━━━━━ Dataset content
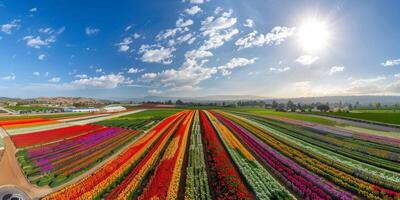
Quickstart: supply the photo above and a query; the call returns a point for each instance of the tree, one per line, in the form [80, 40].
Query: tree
[274, 104]
[179, 102]
[350, 107]
[323, 107]
[377, 105]
[291, 106]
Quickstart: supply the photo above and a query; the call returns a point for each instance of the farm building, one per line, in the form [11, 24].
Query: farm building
[89, 109]
[114, 108]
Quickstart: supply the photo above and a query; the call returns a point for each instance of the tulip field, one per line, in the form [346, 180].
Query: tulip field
[206, 154]
[198, 154]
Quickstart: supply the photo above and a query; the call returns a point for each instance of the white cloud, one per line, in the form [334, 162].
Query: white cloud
[37, 42]
[279, 70]
[156, 53]
[184, 38]
[128, 28]
[195, 54]
[133, 70]
[154, 91]
[336, 69]
[10, 77]
[81, 76]
[218, 39]
[307, 59]
[185, 78]
[105, 81]
[193, 10]
[165, 34]
[234, 63]
[41, 56]
[8, 28]
[91, 31]
[249, 23]
[391, 62]
[211, 25]
[302, 84]
[61, 30]
[182, 23]
[275, 37]
[359, 82]
[197, 1]
[218, 10]
[55, 80]
[124, 46]
[47, 30]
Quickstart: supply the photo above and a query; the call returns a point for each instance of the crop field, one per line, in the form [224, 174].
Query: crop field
[142, 120]
[30, 108]
[56, 163]
[43, 116]
[289, 115]
[197, 154]
[387, 117]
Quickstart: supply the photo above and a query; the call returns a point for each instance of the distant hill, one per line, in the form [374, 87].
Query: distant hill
[390, 100]
[58, 100]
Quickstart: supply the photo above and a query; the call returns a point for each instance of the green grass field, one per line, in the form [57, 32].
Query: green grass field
[289, 115]
[32, 108]
[46, 116]
[379, 116]
[142, 120]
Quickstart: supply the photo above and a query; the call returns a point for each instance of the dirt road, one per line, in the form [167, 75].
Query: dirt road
[12, 175]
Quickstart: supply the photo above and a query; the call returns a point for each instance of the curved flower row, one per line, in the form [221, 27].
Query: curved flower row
[166, 178]
[97, 183]
[385, 178]
[131, 183]
[225, 179]
[338, 177]
[196, 175]
[258, 177]
[42, 137]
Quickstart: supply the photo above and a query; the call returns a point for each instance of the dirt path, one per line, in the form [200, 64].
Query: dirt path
[88, 121]
[11, 174]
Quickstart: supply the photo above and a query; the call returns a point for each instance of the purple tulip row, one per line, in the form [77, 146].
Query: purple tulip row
[301, 180]
[46, 163]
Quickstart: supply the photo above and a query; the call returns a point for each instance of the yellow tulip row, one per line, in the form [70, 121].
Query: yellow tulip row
[135, 182]
[91, 186]
[230, 139]
[176, 176]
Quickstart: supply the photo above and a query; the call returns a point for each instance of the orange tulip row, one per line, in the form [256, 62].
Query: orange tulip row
[95, 184]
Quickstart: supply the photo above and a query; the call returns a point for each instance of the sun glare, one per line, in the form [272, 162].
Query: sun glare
[313, 35]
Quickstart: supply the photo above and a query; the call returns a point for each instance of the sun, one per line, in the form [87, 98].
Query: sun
[313, 35]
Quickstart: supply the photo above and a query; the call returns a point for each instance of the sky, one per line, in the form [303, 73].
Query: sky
[190, 48]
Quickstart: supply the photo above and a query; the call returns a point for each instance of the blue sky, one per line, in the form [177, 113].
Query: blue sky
[199, 47]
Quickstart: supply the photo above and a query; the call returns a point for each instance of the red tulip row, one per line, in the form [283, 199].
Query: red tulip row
[226, 182]
[42, 137]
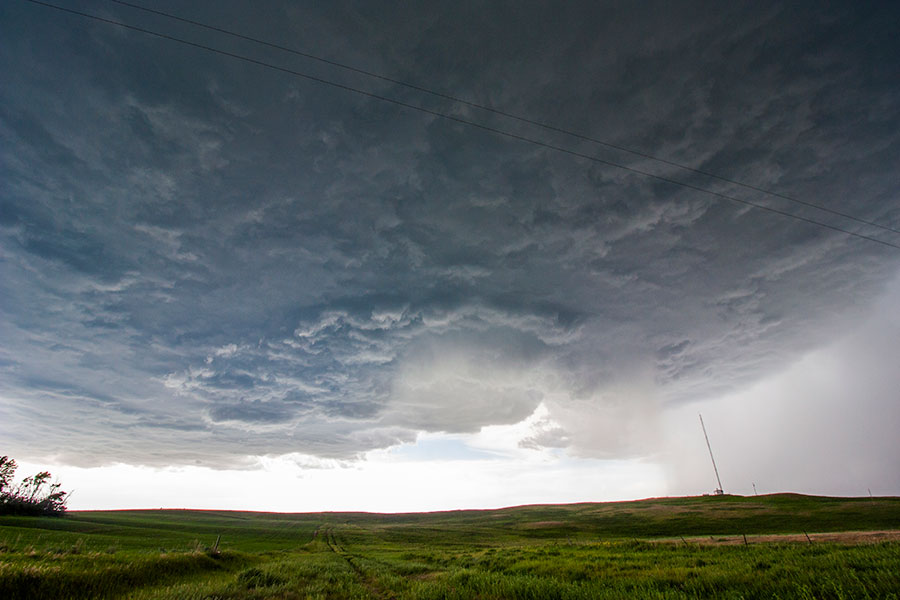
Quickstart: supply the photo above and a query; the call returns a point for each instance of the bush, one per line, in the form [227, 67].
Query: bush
[35, 495]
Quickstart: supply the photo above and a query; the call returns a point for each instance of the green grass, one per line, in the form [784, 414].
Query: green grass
[645, 549]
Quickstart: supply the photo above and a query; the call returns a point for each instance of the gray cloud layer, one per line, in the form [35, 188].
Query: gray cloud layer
[204, 260]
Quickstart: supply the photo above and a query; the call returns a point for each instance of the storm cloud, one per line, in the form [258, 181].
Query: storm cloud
[204, 260]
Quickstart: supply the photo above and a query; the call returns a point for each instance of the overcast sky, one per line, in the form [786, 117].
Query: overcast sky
[214, 272]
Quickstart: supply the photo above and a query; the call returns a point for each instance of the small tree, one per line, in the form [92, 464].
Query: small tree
[36, 495]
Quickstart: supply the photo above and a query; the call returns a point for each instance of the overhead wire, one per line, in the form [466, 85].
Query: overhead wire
[506, 114]
[461, 120]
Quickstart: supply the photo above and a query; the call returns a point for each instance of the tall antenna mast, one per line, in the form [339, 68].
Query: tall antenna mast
[718, 491]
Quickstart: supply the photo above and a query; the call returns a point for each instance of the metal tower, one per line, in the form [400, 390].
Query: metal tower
[718, 491]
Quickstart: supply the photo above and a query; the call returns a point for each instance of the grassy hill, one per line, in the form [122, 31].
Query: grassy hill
[589, 550]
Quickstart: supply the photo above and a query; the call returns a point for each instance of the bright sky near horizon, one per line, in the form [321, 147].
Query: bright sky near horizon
[226, 286]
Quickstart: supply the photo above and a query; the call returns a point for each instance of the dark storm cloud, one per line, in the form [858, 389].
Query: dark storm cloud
━━━━━━━━━━
Exercise description
Drop the images and repeat the data exactly.

Solution for this problem
Quickstart: supply the photo above and a query; the call returns a point for each instance of the tree, one per line, in the form [80, 40].
Query: tree
[274, 104]
[179, 102]
[350, 107]
[323, 107]
[377, 105]
[291, 106]
Quickstart: supply the photo above and a query; the call returns a point for each instance of the farm building, one per line, in the form [11, 24].
Query: farm building
[89, 109]
[114, 108]
Quickstart: supply the photo above and a query; the call returns a point for each instance of the tulip field, one per line, in the form [346, 180].
Query: tulip field
[206, 154]
[198, 154]
Quickstart: supply the photo above and a query; the call returns a point for each instance of the white cloud, one per line, in the form [334, 162].
Query: white cloud
[37, 42]
[279, 70]
[156, 53]
[184, 38]
[128, 28]
[195, 54]
[133, 70]
[154, 91]
[336, 69]
[10, 77]
[81, 76]
[218, 39]
[307, 59]
[185, 78]
[105, 81]
[193, 10]
[165, 34]
[234, 63]
[41, 56]
[8, 28]
[91, 31]
[249, 23]
[391, 62]
[211, 25]
[302, 84]
[61, 30]
[182, 23]
[275, 37]
[359, 82]
[197, 1]
[218, 10]
[55, 80]
[124, 46]
[47, 30]
Quickstart: supply the photo above and a query; the call returns a point for each instance of the crop field, one per line, in the form [224, 174].
Query: crop field
[142, 120]
[30, 108]
[56, 163]
[43, 116]
[289, 115]
[197, 154]
[387, 117]
Quickstart: supply the photo above and a query; the call returns a point for each instance of the distant hill, one per line, in the form [374, 87].
Query: distant hill
[390, 100]
[58, 100]
Quickstart: supply the photo above and a query; the call returns a point for each instance of the green grass field, one per line, in the form [57, 32].
Query: green grass field
[289, 115]
[32, 108]
[46, 116]
[379, 116]
[142, 120]
Quickstart: supply the photo above and a query; the call returns a point for each instance of the dirt road, one per line, in the form [167, 75].
Query: dirt road
[12, 175]
Quickstart: supply the photo above and a query; the call returns a point for each instance of the curved flower row, one per line, in the form [221, 27].
Query: curved flower row
[166, 178]
[97, 183]
[385, 178]
[131, 183]
[225, 179]
[338, 177]
[196, 175]
[258, 177]
[42, 137]
Quickstart: supply the photo above and a query; the call returns a point for each instance of the dirt path, one per line, in the form [200, 64].
Query: dirt path
[88, 121]
[11, 174]
Quickstart: supply the photo above and a query; the call returns a point for each instance of the purple tulip row, one per line, in the form [77, 146].
Query: purple tulip row
[301, 180]
[46, 163]
Quickstart: supply the photo above and a query; the call returns a point for each instance of the yellow tulip row, one per line, in the form [70, 121].
Query: yellow tulip row
[135, 182]
[91, 186]
[230, 139]
[176, 176]
Quickstart: supply the photo above and a query; the call returns a point for each instance of the orange tulip row, one per line, in the form [256, 62].
Query: orange tulip row
[95, 184]
Quickstart: supply the photo above and a query; the call returns a point for each instance of the sun glare, one per line, in the form [272, 162].
Query: sun glare
[313, 35]
Quickstart: supply the photo above and a query; the call returns a point for each instance of the sun, one per line, in the form [87, 98].
Query: sun
[313, 35]
Quickstart: supply the photo above and a query; the call returns a point for each instance of the sky, one per line, in the form [303, 73].
Query: sky
[190, 48]
Quickstart: supply the photo above and a query; the call returns a point for each instance of the blue sky, one per line, in the form [177, 113].
Query: blue sky
[199, 47]
Quickstart: supply the photo above and a query; the call returns a point for each instance of the red tulip row, one per line, in the form [283, 199].
Query: red tulip row
[226, 182]
[42, 137]
Quickstart: supply the photo above and a query; the call returns a point for each instance of the bush, one per line, in the form [227, 67].
Query: bush
[35, 495]
Quickstart: supply the photo above and a query; the call returns a point for each instance of the green grass, one per line, in the form [784, 414].
Query: green grass
[645, 549]
Quickstart: supply the photo above and a query; the call returns a point for each instance of the gray cloud layer, one per line, in the form [35, 188].
Query: gray cloud layer
[204, 260]
Quickstart: supply the photo above and a query; the call returns a point for each instance of the storm cloud, one per line, in the form [258, 181].
Query: storm cloud
[204, 260]
Quickstart: supply the photo above and a query; the call returns a point for each instance of the overcast sky, one per line, in the form [786, 117].
Query: overcast sky
[214, 272]
Quickstart: supply the photo above and a query; the call returns a point for each instance of the small tree, one per line, in the form [92, 464].
Query: small tree
[36, 495]
Quickstart: supply the photo above and a query; the call returns a point for each instance of the overhead wire, one per line, in the form [466, 85].
Query: overhead wire
[506, 114]
[461, 120]
Quickstart: supply the photo above and a query; the call returns a point for each instance of the tall antenna mast, one per line, in the form [339, 68].
Query: tall antenna mast
[718, 491]
Quickstart: supply the photo above and a query; the call returns a point for each instance of the metal tower, one per line, in the form [400, 390].
Query: metal tower
[718, 491]
Quickstart: supply the photo above and a query; the call returns a point for each instance of the grassy hill, one per line, in the form [122, 31].
Query: grassy hill
[589, 550]
Quickstart: supply the photo above and a query; the call returns a point for each instance of the bright sky near horizon, one per line, in the form [321, 147].
Query: bright sky near horizon
[226, 286]
Quickstart: supply the photo above and a query; the call returns a point for each instance of the dark storm cloud, one per line, in the form [858, 389].
Query: dark storm cloud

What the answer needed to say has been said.